Short exercise: Rewrite the records below, swapping "queried phrase" for "search phrase" and leaving every other character as it is.

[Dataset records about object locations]
***

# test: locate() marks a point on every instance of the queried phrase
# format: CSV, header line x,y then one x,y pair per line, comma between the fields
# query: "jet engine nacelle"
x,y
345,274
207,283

***

Response to the task:
# test: locate() marks a point on every instance of the search phrase
# format: CSV, header line x,y then one x,y pair per line, comma between the fields
# query: "jet engine nacelle"
x,y
345,274
207,283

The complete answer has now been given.